#### Instruction:
Copy out the rows word for word, from the very first line through the line that contains "[62,24,245,170]", with both of those lines included.

#### Input material:
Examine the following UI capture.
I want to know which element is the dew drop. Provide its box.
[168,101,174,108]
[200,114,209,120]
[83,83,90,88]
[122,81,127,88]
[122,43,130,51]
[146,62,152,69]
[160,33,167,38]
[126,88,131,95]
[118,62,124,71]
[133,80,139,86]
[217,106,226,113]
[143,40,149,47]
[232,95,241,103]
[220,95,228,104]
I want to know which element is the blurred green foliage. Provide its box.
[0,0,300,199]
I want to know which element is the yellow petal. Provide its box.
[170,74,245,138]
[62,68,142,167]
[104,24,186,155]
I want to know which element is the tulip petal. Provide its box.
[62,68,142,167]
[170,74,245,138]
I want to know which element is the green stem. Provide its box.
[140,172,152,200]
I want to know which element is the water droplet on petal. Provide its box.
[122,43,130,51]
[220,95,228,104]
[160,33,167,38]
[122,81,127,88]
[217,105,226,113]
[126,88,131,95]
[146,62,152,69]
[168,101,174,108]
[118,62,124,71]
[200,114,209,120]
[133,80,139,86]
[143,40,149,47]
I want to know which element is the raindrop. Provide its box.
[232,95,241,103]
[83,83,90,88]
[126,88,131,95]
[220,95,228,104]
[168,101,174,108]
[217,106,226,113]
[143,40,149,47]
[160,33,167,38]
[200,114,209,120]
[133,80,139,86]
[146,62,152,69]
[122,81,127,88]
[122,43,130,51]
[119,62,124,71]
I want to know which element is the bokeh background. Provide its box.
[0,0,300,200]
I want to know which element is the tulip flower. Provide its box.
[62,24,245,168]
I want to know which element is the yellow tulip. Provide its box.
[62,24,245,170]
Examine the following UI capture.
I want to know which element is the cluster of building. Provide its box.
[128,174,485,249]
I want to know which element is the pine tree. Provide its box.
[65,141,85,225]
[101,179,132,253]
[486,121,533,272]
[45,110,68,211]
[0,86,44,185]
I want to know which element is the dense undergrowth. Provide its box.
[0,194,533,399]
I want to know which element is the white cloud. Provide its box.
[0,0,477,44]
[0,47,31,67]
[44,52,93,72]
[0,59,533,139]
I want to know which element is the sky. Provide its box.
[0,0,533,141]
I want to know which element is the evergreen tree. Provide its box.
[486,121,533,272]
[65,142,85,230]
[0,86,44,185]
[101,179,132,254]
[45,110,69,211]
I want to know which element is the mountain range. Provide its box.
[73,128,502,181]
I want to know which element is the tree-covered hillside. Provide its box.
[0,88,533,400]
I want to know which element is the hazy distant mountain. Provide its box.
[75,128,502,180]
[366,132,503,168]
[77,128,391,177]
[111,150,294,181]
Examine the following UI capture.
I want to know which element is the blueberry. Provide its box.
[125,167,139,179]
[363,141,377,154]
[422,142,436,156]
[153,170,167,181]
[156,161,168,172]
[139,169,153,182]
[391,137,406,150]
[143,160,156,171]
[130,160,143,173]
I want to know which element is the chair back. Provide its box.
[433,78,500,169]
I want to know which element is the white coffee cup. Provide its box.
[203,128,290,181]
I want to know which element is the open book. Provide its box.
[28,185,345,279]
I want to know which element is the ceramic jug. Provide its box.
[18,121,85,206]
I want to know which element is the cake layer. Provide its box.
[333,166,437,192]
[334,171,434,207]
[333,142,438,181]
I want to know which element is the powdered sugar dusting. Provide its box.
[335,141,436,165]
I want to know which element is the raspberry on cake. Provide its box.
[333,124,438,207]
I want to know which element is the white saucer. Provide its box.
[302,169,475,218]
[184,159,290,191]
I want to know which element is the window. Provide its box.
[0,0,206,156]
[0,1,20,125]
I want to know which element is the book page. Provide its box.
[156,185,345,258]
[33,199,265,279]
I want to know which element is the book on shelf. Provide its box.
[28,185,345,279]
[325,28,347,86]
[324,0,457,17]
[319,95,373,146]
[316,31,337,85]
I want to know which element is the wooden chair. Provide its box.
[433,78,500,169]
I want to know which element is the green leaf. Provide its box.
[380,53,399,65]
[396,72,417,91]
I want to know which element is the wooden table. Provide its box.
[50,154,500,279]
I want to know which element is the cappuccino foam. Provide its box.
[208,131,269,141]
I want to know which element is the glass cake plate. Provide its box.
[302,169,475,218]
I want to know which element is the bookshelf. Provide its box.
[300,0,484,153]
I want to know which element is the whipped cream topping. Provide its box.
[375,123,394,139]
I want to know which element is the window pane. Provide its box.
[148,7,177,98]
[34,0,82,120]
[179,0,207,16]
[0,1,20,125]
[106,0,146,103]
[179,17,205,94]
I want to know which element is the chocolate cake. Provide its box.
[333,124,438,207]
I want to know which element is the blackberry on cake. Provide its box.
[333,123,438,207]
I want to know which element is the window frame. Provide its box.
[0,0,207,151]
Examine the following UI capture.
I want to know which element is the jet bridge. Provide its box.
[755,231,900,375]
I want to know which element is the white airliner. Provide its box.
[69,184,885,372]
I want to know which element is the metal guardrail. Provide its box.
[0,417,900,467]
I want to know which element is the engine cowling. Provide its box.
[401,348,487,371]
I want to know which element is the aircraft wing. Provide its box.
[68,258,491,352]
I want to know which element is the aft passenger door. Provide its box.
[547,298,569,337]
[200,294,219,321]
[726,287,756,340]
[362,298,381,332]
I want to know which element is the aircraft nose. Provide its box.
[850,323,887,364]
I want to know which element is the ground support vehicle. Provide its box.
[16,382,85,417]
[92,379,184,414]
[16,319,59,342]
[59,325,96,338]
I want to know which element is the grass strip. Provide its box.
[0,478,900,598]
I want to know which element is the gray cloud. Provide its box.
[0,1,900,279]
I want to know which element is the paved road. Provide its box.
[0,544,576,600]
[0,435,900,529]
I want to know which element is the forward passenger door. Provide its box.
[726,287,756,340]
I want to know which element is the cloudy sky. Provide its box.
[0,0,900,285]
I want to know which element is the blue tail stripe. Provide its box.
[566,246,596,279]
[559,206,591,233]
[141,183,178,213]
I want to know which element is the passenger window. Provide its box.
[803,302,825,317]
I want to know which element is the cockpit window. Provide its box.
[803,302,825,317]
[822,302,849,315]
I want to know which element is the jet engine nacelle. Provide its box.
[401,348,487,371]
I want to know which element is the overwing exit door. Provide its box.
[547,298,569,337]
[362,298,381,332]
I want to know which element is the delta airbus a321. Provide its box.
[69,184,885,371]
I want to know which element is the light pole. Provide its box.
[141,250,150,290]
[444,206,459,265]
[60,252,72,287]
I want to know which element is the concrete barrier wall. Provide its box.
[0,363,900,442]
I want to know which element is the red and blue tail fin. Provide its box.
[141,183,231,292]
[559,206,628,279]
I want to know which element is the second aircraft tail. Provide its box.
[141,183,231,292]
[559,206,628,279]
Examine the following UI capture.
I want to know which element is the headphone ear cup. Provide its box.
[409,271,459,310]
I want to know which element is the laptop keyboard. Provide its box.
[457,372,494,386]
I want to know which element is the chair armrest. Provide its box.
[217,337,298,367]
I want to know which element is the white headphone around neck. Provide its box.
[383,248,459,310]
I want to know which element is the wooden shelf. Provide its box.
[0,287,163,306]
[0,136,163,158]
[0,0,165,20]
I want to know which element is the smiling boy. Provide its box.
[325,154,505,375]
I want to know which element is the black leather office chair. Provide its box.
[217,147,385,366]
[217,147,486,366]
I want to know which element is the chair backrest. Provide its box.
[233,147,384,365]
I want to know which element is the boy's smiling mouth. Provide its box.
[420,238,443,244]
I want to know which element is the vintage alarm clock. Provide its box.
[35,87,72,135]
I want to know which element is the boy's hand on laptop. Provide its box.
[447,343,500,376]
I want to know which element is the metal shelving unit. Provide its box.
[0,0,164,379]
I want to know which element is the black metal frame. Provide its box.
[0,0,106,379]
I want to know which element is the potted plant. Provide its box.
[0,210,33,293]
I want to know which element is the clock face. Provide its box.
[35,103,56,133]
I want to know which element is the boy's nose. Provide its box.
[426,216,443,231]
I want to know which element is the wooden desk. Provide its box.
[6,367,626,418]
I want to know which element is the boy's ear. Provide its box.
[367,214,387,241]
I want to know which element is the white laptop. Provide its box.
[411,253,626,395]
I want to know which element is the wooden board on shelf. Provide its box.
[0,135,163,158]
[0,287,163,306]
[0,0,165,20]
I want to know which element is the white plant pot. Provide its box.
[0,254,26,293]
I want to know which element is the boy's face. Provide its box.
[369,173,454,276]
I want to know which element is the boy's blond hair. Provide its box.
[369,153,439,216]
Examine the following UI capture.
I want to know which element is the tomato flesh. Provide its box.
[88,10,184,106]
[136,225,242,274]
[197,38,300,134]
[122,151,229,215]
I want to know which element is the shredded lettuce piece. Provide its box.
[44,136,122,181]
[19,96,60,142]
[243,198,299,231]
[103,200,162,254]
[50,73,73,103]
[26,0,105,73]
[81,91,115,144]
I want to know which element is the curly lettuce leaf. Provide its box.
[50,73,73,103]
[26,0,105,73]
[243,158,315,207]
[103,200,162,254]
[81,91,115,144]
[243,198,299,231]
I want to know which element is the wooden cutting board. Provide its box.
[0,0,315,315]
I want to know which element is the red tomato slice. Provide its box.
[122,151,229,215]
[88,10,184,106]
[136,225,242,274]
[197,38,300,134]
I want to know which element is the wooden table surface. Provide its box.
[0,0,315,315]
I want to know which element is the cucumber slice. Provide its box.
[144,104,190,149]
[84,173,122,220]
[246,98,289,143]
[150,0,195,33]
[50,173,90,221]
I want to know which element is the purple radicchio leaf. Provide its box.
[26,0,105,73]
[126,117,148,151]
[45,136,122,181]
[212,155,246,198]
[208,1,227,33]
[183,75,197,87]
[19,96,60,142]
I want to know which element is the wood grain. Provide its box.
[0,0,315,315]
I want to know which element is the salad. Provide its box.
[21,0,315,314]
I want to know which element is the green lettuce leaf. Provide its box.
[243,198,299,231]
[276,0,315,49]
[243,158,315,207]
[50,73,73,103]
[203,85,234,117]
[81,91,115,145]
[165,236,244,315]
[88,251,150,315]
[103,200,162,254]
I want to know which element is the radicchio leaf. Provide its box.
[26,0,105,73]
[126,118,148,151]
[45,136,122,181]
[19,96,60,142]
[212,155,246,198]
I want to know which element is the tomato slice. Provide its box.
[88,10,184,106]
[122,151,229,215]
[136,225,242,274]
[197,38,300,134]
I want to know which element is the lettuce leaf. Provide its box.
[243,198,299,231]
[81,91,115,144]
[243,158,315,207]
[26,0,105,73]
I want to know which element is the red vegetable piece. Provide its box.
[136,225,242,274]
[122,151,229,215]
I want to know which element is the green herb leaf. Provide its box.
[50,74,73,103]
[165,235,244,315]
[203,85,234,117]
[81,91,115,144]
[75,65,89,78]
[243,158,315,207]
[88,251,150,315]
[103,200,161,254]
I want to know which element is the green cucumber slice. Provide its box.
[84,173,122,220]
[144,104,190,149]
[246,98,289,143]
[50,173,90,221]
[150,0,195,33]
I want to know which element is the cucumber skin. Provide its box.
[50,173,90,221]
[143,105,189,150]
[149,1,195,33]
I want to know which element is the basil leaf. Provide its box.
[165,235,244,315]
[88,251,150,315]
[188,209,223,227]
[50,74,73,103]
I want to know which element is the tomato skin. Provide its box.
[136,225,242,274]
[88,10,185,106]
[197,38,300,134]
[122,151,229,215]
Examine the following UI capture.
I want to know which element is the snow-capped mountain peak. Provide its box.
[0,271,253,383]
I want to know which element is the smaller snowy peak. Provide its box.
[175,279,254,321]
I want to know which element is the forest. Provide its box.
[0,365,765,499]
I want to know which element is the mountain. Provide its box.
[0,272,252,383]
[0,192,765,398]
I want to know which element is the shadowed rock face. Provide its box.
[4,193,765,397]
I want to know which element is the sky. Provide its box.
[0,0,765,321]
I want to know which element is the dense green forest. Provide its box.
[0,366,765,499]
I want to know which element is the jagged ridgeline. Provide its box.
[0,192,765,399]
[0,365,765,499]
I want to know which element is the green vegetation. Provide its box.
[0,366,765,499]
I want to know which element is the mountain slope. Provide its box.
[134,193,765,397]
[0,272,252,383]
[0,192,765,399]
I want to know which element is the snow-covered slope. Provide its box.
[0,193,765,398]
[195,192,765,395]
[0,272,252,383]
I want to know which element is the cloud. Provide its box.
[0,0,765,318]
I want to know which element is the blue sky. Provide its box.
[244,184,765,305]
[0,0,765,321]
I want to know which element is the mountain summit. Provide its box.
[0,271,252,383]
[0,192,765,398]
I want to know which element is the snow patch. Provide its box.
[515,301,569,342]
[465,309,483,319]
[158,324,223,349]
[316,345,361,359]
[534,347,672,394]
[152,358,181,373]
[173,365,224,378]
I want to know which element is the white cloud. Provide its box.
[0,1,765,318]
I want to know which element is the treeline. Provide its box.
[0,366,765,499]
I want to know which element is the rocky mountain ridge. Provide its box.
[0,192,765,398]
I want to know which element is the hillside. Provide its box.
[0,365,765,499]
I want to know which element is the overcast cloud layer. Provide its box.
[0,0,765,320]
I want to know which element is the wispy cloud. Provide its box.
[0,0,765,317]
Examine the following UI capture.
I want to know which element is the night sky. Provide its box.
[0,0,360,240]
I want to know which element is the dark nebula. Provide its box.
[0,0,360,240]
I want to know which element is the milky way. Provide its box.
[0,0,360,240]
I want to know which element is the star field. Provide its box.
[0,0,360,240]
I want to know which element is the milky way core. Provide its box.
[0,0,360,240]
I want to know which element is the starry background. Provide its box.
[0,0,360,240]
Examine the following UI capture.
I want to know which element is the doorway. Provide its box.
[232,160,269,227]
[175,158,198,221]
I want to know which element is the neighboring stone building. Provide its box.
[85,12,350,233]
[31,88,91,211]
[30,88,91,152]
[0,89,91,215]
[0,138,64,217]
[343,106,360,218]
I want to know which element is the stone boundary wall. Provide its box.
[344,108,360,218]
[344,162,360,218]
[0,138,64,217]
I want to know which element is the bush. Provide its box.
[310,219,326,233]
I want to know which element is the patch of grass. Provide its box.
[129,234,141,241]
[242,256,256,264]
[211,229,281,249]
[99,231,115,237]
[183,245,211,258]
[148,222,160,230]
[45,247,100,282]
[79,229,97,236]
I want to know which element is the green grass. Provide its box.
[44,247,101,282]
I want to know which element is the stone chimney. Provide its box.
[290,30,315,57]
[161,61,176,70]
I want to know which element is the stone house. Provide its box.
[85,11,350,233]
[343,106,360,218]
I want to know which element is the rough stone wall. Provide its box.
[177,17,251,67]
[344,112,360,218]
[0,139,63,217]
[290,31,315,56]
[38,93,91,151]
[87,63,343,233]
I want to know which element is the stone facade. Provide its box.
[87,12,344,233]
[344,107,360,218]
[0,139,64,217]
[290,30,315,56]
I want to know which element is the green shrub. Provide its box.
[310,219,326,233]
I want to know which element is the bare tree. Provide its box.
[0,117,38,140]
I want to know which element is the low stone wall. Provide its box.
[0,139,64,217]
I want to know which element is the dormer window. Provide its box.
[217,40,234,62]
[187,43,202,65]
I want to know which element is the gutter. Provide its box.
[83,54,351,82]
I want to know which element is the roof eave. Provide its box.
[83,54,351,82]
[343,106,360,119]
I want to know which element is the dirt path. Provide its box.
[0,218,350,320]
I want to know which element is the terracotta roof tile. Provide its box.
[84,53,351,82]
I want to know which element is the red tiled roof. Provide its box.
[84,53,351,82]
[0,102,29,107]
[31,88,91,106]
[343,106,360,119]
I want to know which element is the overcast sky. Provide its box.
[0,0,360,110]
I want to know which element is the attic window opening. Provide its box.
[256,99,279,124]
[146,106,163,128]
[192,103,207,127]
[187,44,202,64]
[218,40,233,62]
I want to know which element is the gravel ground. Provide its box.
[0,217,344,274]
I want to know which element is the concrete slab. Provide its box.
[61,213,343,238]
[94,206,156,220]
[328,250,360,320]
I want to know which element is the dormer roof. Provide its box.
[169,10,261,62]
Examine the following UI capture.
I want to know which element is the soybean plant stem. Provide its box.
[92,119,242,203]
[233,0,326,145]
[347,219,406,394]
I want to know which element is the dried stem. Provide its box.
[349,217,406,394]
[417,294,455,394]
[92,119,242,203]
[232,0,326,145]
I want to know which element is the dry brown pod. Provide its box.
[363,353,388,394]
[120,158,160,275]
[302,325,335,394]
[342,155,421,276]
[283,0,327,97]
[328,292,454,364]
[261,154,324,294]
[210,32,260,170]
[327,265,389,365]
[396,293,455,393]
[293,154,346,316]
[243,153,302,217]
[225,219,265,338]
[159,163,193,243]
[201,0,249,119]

#### Written answer:
Examine the following UI capture.
I want to know which element is the dew drop. Provide its box.
[168,101,174,108]
[200,114,209,120]
[83,83,90,88]
[122,81,127,88]
[122,43,130,51]
[146,62,152,69]
[160,33,167,38]
[126,88,131,95]
[118,62,124,71]
[133,80,139,86]
[217,106,226,113]
[143,40,149,47]
[232,95,241,103]
[220,95,228,104]
I want to know which element is the blurred green foliage. Provide its box.
[0,0,300,199]
I want to know which element is the yellow petal. Provide its box.
[170,74,245,138]
[62,68,142,167]
[104,24,186,155]
I want to know which element is the tulip petal. Provide its box.
[62,68,142,167]
[170,74,245,138]
I want to know which element is the green stem. Provide its box.
[140,172,152,200]
I want to know which element is the water droplet on petal. Provide its box.
[122,43,130,51]
[220,95,228,104]
[160,33,167,38]
[122,81,127,88]
[217,105,226,113]
[126,88,131,95]
[146,62,152,69]
[168,101,174,108]
[118,62,124,71]
[200,114,209,120]
[133,80,139,86]
[143,40,149,47]
I want to know which element is the raindrop. Provide its box.
[232,95,241,103]
[83,83,90,88]
[126,88,131,95]
[220,95,228,104]
[168,101,174,108]
[217,106,226,113]
[143,40,149,47]
[160,33,167,38]
[200,114,209,120]
[133,80,139,86]
[146,62,152,69]
[122,81,127,88]
[122,43,130,51]
[119,62,124,71]
I want to know which element is the bokeh background. Provide its box.
[0,0,300,200]
I want to know which element is the tulip flower. Provide its box.
[62,24,245,168]
I want to know which element is the yellow tulip. Provide its box.
[62,24,245,170]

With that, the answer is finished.